_Requirements_
a. Answer these questions about the hairgrass forum thread, one per line:
(i) What bulb does CrimsonBlush have right now?
(ii) About how many gallons is rich815's 60P?
(iii) Which bulb does Seattle_Aquarist suggest pairing with a 1 X 36 watt kit?
b. Give every distinct web address in the hairgrass forum thread, counting repeated ones only once.

_Document passage_
-*-*-

# Hairgrass in a 10 gallon



## CrimsonBlush (Sep 8, 2008)

I'm interested in growing dwarf hairgrass in my 10 gallon aquarium. I have white playsand substrate. It's pretty fine not like regular playsand. I'm getting a new hood/light fixture soon so I can have enough wattage for this plant. Right now I just have a T8 15 watt bulb. I have a few questions.

1. How high should my lighting be?
2. Should I use Co2? (I did a DIY Co2 bottle thing, but I need some sort of diffuser)
3. Should I use fertilizers and if so, what ones?

Thanks so much!


----------



## Seattle_Aquarist (Mar 7, 2008)

Hi CrimsonBlush,

I grow hairgrass in a 30 gallon (16" tall) aquarium with 72 watts of compact fluorescent lighting, CO2, and I dose using the EI method.


----------



## CrimsonBlush (Sep 8, 2008)

Seattle_Aquarist said:


> Hi CrimsonBlush,
> 
> I grow hairgrass in a 30 gallon (16" tall) aquarium with 72 watts of compact fluorescent lighting, CO2, and I dose using the EI method.


Thanks for the info! What kind of wattage do you think mine should have? Since its a smaller tank, smaller wattage right?


----------



## rich815 (Jun 27, 2007)

Seattle_Aquarist said:


> Hi CrimsonBlush,
> 
> I grow hairgrass in a 30 gallon (16" tall) aquarium with 72 watts of compact fluorescent lighting, CO2, and I dose using the EI method.


I'm growing a very lush forest of dwarf hairgrass in my foreground and regular hairgrass in the background of my 60P (about 18 gal) using 1x36W PC light fixture. If you are T8 I think you'd need at least 30w for a 10 gal. If you switch to T5 or PC (aka CF) I think 20-30W would be enough. I also follow an EI fert dosing regime....


----------



## CrimsonBlush (Sep 8, 2008)

rich815 said:


> I'm growing a very lush forest of dwarf hairgrass in my foreground and regular hairgrass in the background of my 60P (about 18 gal) using 1x36W PC light fixture. If you are T8 I think you'd need at least 30w for a 10 gal. If you switch to T5 or PC (aka CF) I think 20-30W would be enough. I also follow an EI fert dosing regime....


Thanks so much for the info! I'm not quite sure what bulbs I would be using...I heard that to upgrad my lighting from a 15 watt T8 I would need an incandesant lighting fixture/hood. I was planning on getting this one. http://www.petsmart.com/product/index.jsp?productId=2754548 What kind of light bulb would I use?


----------



## Seattle_Aquarist (Mar 7, 2008)

Hi CrimsonBlush,

Incandescent fixtures put out a lot of heat. Have you thought about updating your fixture or building your own. Possibly something like this? http://www.ahsupply.com/diy.htm

I would call and talk with Kim (guy) at AHS but possibly a 1 X 36 watt kit would do the job along with a 6700K bulb. http://www.ahsupply.com/36-55w.htm http://ahsupply.com/bulbs.htm


----------



## CrimsonBlush (Sep 8, 2008)

Seattle_Aquarist said:


> Hi CrimsonBlush,
> 
> Incandescent fixtures put out a lot of heat. Have you thought about updating your fixture or building your own. Possibly something like this? http://www.ahsupply.com/diy.htm
> 
> I would call and talk with Kimg (guy) at AHS but possibly a 1 X 36 watt kit would do the job along with a 6700K bulb. http://www.ahsupply.com/36-55w.htm http://ahsupply.com/bulbs.htm


Is there a simiplier option? I'm kinda warry of an DIY aquarium light! If possible, I'm looking for something cheaper too....

-*-*-

_Excerpted records_
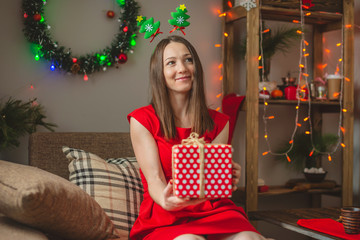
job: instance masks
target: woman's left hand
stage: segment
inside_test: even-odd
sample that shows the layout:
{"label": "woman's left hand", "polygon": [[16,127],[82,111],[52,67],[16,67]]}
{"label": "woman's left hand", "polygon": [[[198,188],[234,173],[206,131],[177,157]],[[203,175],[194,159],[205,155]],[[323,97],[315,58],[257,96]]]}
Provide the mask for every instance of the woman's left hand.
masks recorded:
{"label": "woman's left hand", "polygon": [[232,161],[232,191],[236,191],[237,189],[237,184],[240,181],[240,176],[241,176],[241,166],[240,164]]}

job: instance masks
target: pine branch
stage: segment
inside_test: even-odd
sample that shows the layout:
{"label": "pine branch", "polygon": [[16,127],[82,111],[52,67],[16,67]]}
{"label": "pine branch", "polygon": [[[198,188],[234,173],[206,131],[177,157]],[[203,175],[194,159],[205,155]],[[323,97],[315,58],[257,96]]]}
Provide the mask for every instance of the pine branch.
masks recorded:
{"label": "pine branch", "polygon": [[36,99],[28,102],[9,98],[0,103],[0,151],[18,147],[19,138],[36,131],[38,126],[54,131],[56,124],[45,122],[44,108],[34,104]]}

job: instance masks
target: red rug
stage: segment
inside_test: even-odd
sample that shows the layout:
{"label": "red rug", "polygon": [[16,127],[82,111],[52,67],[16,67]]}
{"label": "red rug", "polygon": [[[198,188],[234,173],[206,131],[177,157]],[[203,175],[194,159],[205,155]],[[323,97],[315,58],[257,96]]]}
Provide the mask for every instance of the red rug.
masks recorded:
{"label": "red rug", "polygon": [[342,239],[348,239],[348,240],[360,239],[360,234],[346,234],[343,225],[330,218],[299,219],[297,224],[302,227],[306,227]]}

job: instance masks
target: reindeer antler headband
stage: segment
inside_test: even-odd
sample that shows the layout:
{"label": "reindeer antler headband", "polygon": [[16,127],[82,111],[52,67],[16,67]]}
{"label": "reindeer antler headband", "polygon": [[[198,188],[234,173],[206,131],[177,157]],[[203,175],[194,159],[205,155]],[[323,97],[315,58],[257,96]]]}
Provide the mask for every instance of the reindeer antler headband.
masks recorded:
{"label": "reindeer antler headband", "polygon": [[[172,33],[175,30],[179,30],[185,35],[185,32],[183,30],[185,29],[185,27],[190,25],[190,23],[187,21],[190,16],[186,13],[187,9],[185,7],[185,4],[181,4],[179,7],[177,7],[176,12],[171,12],[171,16],[173,18],[169,19],[168,22],[169,24],[173,25],[174,28],[169,33]],[[145,33],[145,39],[151,37],[150,42],[152,42],[157,35],[162,33],[160,32],[160,21],[154,23],[154,19],[152,17],[146,19],[146,17],[138,16],[136,21],[138,22],[137,25],[141,26],[139,32]]]}

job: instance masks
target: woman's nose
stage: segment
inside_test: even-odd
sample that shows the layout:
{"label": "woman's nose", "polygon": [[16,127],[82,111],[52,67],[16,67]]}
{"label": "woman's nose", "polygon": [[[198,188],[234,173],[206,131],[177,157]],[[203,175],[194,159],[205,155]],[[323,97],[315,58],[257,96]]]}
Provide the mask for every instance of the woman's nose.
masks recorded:
{"label": "woman's nose", "polygon": [[186,65],[183,62],[180,62],[178,65],[178,72],[185,72],[186,71]]}

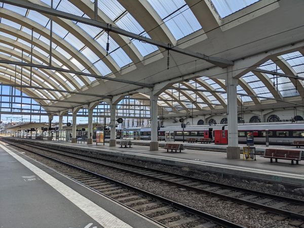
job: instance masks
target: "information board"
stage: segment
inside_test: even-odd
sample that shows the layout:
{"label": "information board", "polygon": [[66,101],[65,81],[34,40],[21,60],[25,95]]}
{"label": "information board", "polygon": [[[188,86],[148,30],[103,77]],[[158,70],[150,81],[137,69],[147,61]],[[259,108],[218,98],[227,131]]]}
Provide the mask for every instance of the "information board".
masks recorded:
{"label": "information board", "polygon": [[96,131],[96,142],[103,142],[103,131]]}

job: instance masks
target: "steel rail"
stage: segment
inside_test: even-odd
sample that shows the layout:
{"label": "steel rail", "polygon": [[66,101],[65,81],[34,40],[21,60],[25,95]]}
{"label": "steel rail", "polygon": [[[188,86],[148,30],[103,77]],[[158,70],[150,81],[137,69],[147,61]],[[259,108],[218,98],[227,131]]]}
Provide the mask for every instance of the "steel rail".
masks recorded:
{"label": "steel rail", "polygon": [[[11,144],[12,145],[12,144]],[[204,212],[203,211],[200,211],[199,210],[196,209],[195,208],[192,208],[192,207],[188,207],[187,206],[184,205],[180,204],[179,203],[177,203],[177,202],[176,202],[175,201],[169,200],[168,199],[165,198],[164,198],[163,197],[161,197],[160,196],[158,196],[157,195],[156,195],[156,194],[149,193],[148,192],[146,192],[146,191],[145,191],[144,190],[142,190],[142,189],[138,188],[137,188],[136,187],[134,187],[133,186],[129,185],[128,184],[126,184],[125,183],[123,183],[122,182],[120,182],[120,181],[114,180],[114,179],[110,178],[109,177],[106,177],[105,176],[103,176],[103,175],[102,175],[101,174],[95,173],[94,172],[90,171],[89,170],[86,170],[86,169],[84,169],[83,168],[79,167],[78,166],[75,166],[74,165],[72,165],[72,164],[71,164],[65,162],[63,162],[62,161],[57,160],[56,159],[54,159],[53,158],[49,157],[49,156],[45,155],[43,155],[43,154],[40,154],[40,153],[37,153],[37,152],[33,151],[30,150],[28,149],[25,149],[25,148],[23,148],[23,147],[22,147],[21,146],[16,146],[15,145],[13,145],[14,146],[17,147],[18,148],[21,148],[22,149],[24,149],[24,150],[25,150],[26,151],[29,151],[29,152],[30,152],[31,153],[33,153],[33,154],[36,154],[36,155],[42,156],[42,157],[43,157],[44,158],[48,158],[48,159],[49,159],[50,160],[51,160],[52,161],[56,161],[57,162],[58,162],[59,163],[61,163],[61,164],[64,164],[64,165],[65,165],[66,166],[72,167],[73,168],[77,169],[78,170],[81,170],[81,171],[82,171],[83,172],[86,172],[87,173],[89,173],[89,174],[90,174],[91,175],[95,176],[96,176],[97,177],[99,177],[99,178],[100,178],[101,179],[103,179],[104,180],[106,180],[107,181],[108,181],[111,182],[112,183],[115,183],[116,184],[123,186],[124,187],[126,187],[127,188],[131,189],[132,189],[133,191],[139,192],[139,193],[141,193],[142,194],[144,194],[144,195],[148,196],[149,196],[150,197],[154,198],[155,199],[158,199],[159,200],[163,201],[163,202],[165,202],[165,203],[167,203],[167,204],[168,204],[169,205],[173,205],[173,206],[175,206],[175,207],[177,207],[178,208],[179,208],[179,209],[181,209],[182,210],[184,210],[185,211],[188,211],[188,212],[190,212],[191,213],[194,214],[195,214],[196,215],[198,215],[198,216],[202,217],[203,218],[204,218],[204,219],[205,219],[206,220],[209,220],[209,221],[213,221],[215,223],[216,223],[216,224],[219,224],[220,225],[223,225],[224,227],[231,227],[231,228],[235,228],[235,228],[245,228],[244,226],[243,226],[238,225],[237,224],[234,223],[233,222],[230,222],[230,221],[229,221],[228,220],[226,220],[225,219],[223,219],[219,218],[218,217],[212,215],[211,215],[210,214],[208,214],[208,213],[207,213],[206,212]],[[71,178],[71,177],[69,177],[69,178]],[[78,181],[78,182],[79,182],[79,181]],[[138,212],[137,212],[137,213],[138,213]],[[145,217],[146,217],[146,216],[145,216]],[[153,220],[154,221],[155,221],[155,220],[154,220],[151,218],[149,218],[148,217],[148,218],[149,219]],[[163,226],[164,225],[162,225]]]}
{"label": "steel rail", "polygon": [[262,192],[260,192],[255,191],[254,190],[247,189],[239,187],[236,187],[236,186],[232,186],[232,185],[227,185],[227,184],[225,184],[217,183],[217,182],[210,181],[206,181],[204,180],[201,180],[201,179],[200,179],[198,178],[188,177],[187,176],[184,176],[184,175],[182,175],[181,174],[176,174],[170,173],[168,172],[159,171],[159,170],[155,170],[154,169],[136,166],[135,165],[126,164],[126,163],[121,163],[119,162],[116,162],[116,161],[115,162],[115,161],[108,160],[107,159],[101,159],[101,158],[96,158],[96,157],[94,157],[93,156],[91,156],[89,155],[79,155],[77,153],[74,153],[70,152],[70,151],[67,151],[66,150],[63,150],[62,149],[50,148],[49,147],[47,147],[46,146],[36,146],[36,145],[34,146],[33,145],[28,144],[26,143],[20,143],[20,142],[17,142],[17,143],[19,143],[20,144],[21,144],[27,145],[28,146],[31,146],[31,147],[33,147],[34,148],[38,148],[38,149],[42,149],[41,147],[42,147],[43,148],[42,149],[44,149],[47,151],[49,152],[50,151],[48,151],[47,149],[43,148],[46,148],[48,149],[51,149],[51,150],[55,150],[55,151],[52,151],[52,152],[56,153],[58,154],[61,155],[63,156],[66,156],[66,157],[70,157],[71,158],[74,158],[74,159],[76,158],[77,159],[79,159],[79,160],[84,161],[86,162],[91,162],[91,163],[98,164],[98,165],[102,165],[103,166],[107,167],[108,168],[114,168],[115,169],[120,170],[122,170],[123,171],[127,171],[127,172],[135,174],[144,176],[145,177],[153,178],[154,179],[155,179],[155,180],[158,180],[160,181],[166,182],[170,183],[173,185],[177,185],[177,186],[182,187],[182,188],[187,188],[190,190],[194,191],[196,191],[197,192],[200,192],[200,193],[202,193],[207,194],[208,195],[212,195],[212,196],[215,196],[216,197],[218,197],[218,198],[221,198],[221,199],[223,199],[224,200],[227,200],[232,201],[233,201],[233,202],[235,202],[236,203],[240,203],[242,204],[247,205],[248,205],[252,207],[254,207],[254,208],[258,208],[258,209],[262,209],[263,210],[266,210],[267,211],[269,211],[269,212],[271,212],[272,213],[276,213],[283,214],[283,215],[284,215],[286,216],[288,216],[290,217],[290,218],[300,219],[304,220],[304,215],[299,214],[297,213],[292,212],[291,211],[281,209],[279,208],[276,208],[273,207],[271,206],[264,205],[263,204],[261,204],[255,203],[255,202],[252,202],[249,201],[245,200],[242,200],[241,199],[233,197],[230,197],[230,196],[227,196],[227,195],[225,195],[224,194],[217,193],[216,192],[212,192],[210,191],[205,190],[204,189],[201,189],[201,188],[197,188],[196,187],[191,186],[189,185],[187,185],[186,184],[178,183],[177,183],[175,182],[171,181],[169,180],[164,179],[161,178],[159,178],[157,177],[150,176],[147,174],[141,173],[140,172],[136,172],[136,171],[132,171],[126,169],[119,168],[119,167],[112,166],[111,166],[109,165],[101,164],[100,163],[98,163],[98,162],[93,161],[90,161],[90,160],[84,159],[83,159],[81,158],[77,158],[77,157],[73,157],[72,156],[69,156],[69,155],[63,155],[62,154],[56,152],[56,150],[57,151],[61,151],[62,152],[75,154],[75,155],[77,155],[78,156],[81,155],[81,156],[93,158],[93,159],[96,159],[96,160],[105,160],[105,161],[106,161],[107,162],[110,162],[112,163],[118,163],[118,164],[119,164],[120,165],[124,165],[124,166],[128,165],[129,166],[133,166],[133,167],[136,167],[136,168],[139,168],[139,169],[146,169],[146,170],[150,170],[150,171],[154,171],[154,172],[157,172],[161,173],[166,174],[167,175],[175,176],[183,178],[184,179],[191,179],[192,180],[195,180],[195,181],[199,181],[200,182],[206,183],[208,183],[208,184],[213,184],[214,185],[217,185],[217,186],[220,186],[222,187],[225,187],[227,188],[232,189],[234,189],[234,190],[237,190],[237,191],[241,191],[242,192],[248,193],[250,193],[251,194],[257,195],[258,196],[261,196],[261,197],[262,197],[264,198],[268,197],[268,198],[270,198],[274,199],[274,200],[279,200],[284,201],[285,202],[291,202],[292,203],[296,204],[297,205],[302,205],[302,206],[304,205],[304,201],[302,201],[302,200],[300,200],[293,199],[293,198],[285,197],[283,197],[281,196],[275,195],[273,194],[262,193]]}

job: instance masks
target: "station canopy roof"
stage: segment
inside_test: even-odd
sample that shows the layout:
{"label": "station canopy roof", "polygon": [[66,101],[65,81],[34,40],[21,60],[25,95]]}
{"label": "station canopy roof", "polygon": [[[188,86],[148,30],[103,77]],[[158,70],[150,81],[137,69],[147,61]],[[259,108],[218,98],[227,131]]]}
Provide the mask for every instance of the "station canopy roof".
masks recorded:
{"label": "station canopy roof", "polygon": [[[0,81],[22,85],[31,97],[49,98],[36,100],[47,111],[60,110],[52,105],[79,105],[72,101],[85,104],[126,94],[147,100],[151,89],[130,82],[153,86],[167,82],[158,104],[168,113],[226,108],[226,74],[208,73],[223,70],[216,63],[14,3],[50,8],[51,0],[0,1]],[[238,74],[237,92],[239,104],[248,108],[302,103],[303,46],[249,60],[302,41],[302,1],[98,0],[97,18],[94,0],[54,0],[53,4],[56,10],[96,19],[170,47],[235,63],[247,61]],[[52,67],[48,68],[51,18]],[[15,62],[34,65],[31,69]]]}

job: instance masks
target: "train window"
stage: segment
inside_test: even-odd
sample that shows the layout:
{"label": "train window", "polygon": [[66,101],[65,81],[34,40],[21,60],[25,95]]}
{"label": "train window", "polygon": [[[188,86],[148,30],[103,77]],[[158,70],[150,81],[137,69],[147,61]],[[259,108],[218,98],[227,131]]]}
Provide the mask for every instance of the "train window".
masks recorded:
{"label": "train window", "polygon": [[182,136],[182,132],[181,131],[176,131],[175,136]]}
{"label": "train window", "polygon": [[292,136],[294,137],[304,137],[304,131],[293,131]]}
{"label": "train window", "polygon": [[198,131],[198,136],[204,137],[204,132],[203,131]]}
{"label": "train window", "polygon": [[[266,137],[266,132],[265,131],[263,131],[261,132],[262,132],[262,136]],[[268,131],[268,136],[272,136],[273,135],[273,132],[274,132],[273,131]]]}
{"label": "train window", "polygon": [[239,137],[245,137],[245,131],[239,131]]}
{"label": "train window", "polygon": [[288,136],[288,131],[277,131],[277,136],[279,137],[286,137]]}

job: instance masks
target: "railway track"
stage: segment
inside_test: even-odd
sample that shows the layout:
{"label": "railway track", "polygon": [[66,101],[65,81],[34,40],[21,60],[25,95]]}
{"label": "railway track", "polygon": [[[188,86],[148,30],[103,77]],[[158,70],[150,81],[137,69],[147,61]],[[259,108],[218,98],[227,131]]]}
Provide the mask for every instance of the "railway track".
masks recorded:
{"label": "railway track", "polygon": [[[10,143],[15,144],[16,142],[11,142]],[[274,213],[279,215],[274,216],[274,218],[277,220],[285,219],[287,217],[291,218],[292,220],[289,221],[289,224],[293,225],[298,226],[304,223],[304,201],[203,180],[134,165],[113,162],[88,155],[80,155],[78,153],[55,150],[44,146],[26,143],[24,145],[37,149],[44,150],[61,156],[91,162],[95,165],[102,165],[109,168],[114,168],[125,173],[128,172],[134,175],[177,186],[188,191],[207,194],[248,207]],[[20,146],[20,144],[18,146],[24,148],[22,146]],[[164,209],[165,209],[166,208]]]}
{"label": "railway track", "polygon": [[244,227],[81,167],[12,143],[11,145],[40,157],[40,162],[164,227]]}

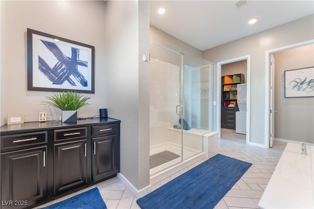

-*-*-

_Per-task outputs_
a.
(i) A T8 15 watt bulb.
(ii) About 18 gallons.
(iii) A 6700K bulb.

b.
http://www.petsmart.com/product/index.jsp?productId=2754548
http://www.ahsupply.com/diy.htm
http://www.ahsupply.com/36-55w.htm
http://ahsupply.com/bulbs.htm